*** KUTIPAN YANG DIBERIKAN ***

Polda Sulselbar Didesak Telusuri Dugaan 'Gayus' Makassar

JD sebelumnya dijatuhi vonis 12 tahun penjara oleh hakim Pengadilan Negeri Makassar dan denda Rp 300 juta subsider 6 bulan kurungan.

oleh Eka Hakim diperbarui 20 Nov 2015, 10:28 WIB
Diterbitkan 20 Nov 2015, 10:28 WIB
Ilustrasi Kasus Suap
Ilustrasi Kasus Suap (Liputan6.com/Johan Fatzry)

Liputan6.com, Makassar - Anti-Corruption Committee (ACC) Sulawesi Selatan mendesak Kementerian Hukum dan HAM dan Kepolisian Daerah (Polda) Sulselbar, menelurusi indikasi praktik suap dan gratifikasi dalam kasus dugaan pemberian fasilitas kepada Jusmin Dawi. Jusmin merupakan terpidana kasus korupsi kredit fiktif kepemilikan mobil pada Bank Tabungan Negara Syariah senilai Rp 44 miliar lebih.

Pemberian fasilitas yang diduga diberikan kepada Jusmin Dawi (JD), di antaranya kebebasan  beraktivitas di luar tembok Lapas Gunung Sari Klas 1 Makassar.

JD yang dijatuhi vonis 12 tahun penjara oleh hakim Pengadilan Negeri Makassar dan denda Rp 300 juta subsider 6 bulan kurungan, ditengarai sering ke luar lapas dari pagi hingga dini hari, meski ia masih berstatus terpidana kasus korupsi.

Menurut Wakil Ketua ACC Sulsel Kadir Wokanubun, diduga sepanjang hari JD berada di luar tahanan, melakukan aktivitas seperti warga biasa. Ia juga diduga kerap sarapan dan makan siang di salah satu restoran di bilangan Jalan Sultan Alauddin Makassar dan berkeliaran di tempat-tempat hiburan malam, serta pulang ke rumahnya di Jalan Dahlia Makassar.

*** DATA YANG DIBERIKAN ***

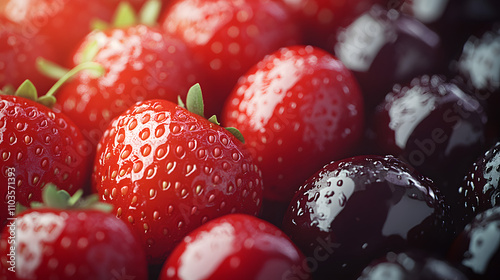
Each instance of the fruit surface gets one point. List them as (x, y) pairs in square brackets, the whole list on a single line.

***

URAIAN TUGAS:
Tulis kelanjutan berita tentang dugaan fasilitas bagi terpidana korupsi Jusmin Dawi di Lapas Gunung Sari Makassar, dimulai tepat setelah kalimat terakhirnya.

HASIL TUGAS:
Tak hanya itu, kata Kadir, saat ke luar lapas, JD dijemput menggunakan kendaraan mewah seperti Mercedes Benz dan Toyota Alpard. JD juga ditengarai mendapat sejumlah fasilitas seolah bukan narapidana. Ia bebas melakukan aktivitas usaha di dalam maupun di luar Lapas. JD bahkan ditengarai menjalin sejumlah kontrak kerja dengan Kalapas dengan memanfaatkan fasilitas dan tenaga kerja dari narapidana.
 
Keluar masuknya JD dengan klaim asimilasi, menurut Kadir, patut diduga sebagai pelanggaran terhadap  PP No 99 Tahun 2012 tentang Perubahan Kedua Atas Peraturan Pemerintah Nomor 32 TAHUN 1999 Tentang Syarat dan Tata Cara Pelaksanaan Hak Warga Binaan Pemasyarakatan.

Juga diduga melanggar Permenkumham No 21 Tahun 2013 tentang Syarat dan Tata Cara Pemberian Remisi, Asimilasi, Cuti Mengunjungi Keluarga, Pembebasan Bersyarat, Cuti Menjelang Bebas, dan Cuti Bersyarat.
 
‎Menurut Kadir, sesuai Pasal 36 ayat 2 huruf C PP No 99 Tahun 2012, asimilasi diberikan kepada narapidana yang telah menjalani 2/3 (dua per tiga) masa pidana.

"Jika dihitung mulai dari vonis yang telah berkekuatan hukum tetap (incracht), pemberian asimilasi oleh pihak lapas kepada JD telah melanggar PP No 99 Tahun 2012 dan Permenkumham No 21 Tahun 2013, karena masa pidana JD belum sampai 2/3 masa tahanan syang merupakan syarat pemberian asimilasi," tegas Kadir.

"Asimilasi yang diberikan pihak lapas juga melanggar PP No 99 Tahun 2012 karena tidak melalui persetujuan Menkumham," lanjut Kadir.

Tak hanya itu, jika mengacu pada Permenkumham No 21 Tahun 2013, Pasal 24 ayat (1), pemberian asimilasi harus dibuktikan dengan melampirkan dokumen di antaranya bukti telah membayar lunas denda dan uang pengganti.

"Nah sejauh penelusuran ACC Sulawesi, denda dan uang pengganti tersebut belum dilunasi oleh JD, sehingga pemberian asimilasi melanggar ketentuan perundang-undangan," terang Kadir.

Dengan kejadian ini, kata Kadir, pihaknya ‎mendesak Menkumham dan Polda Sulselbar untuk menelurusi indikasi praktik suap dan gratifikasi yang melibatkan JD dan pihak lapas sehingga keduanya bisa dijerat dengan Pasal 12 UU Tipikor No 31 Tahun 1999 jo UU No 20 Tahun 2001.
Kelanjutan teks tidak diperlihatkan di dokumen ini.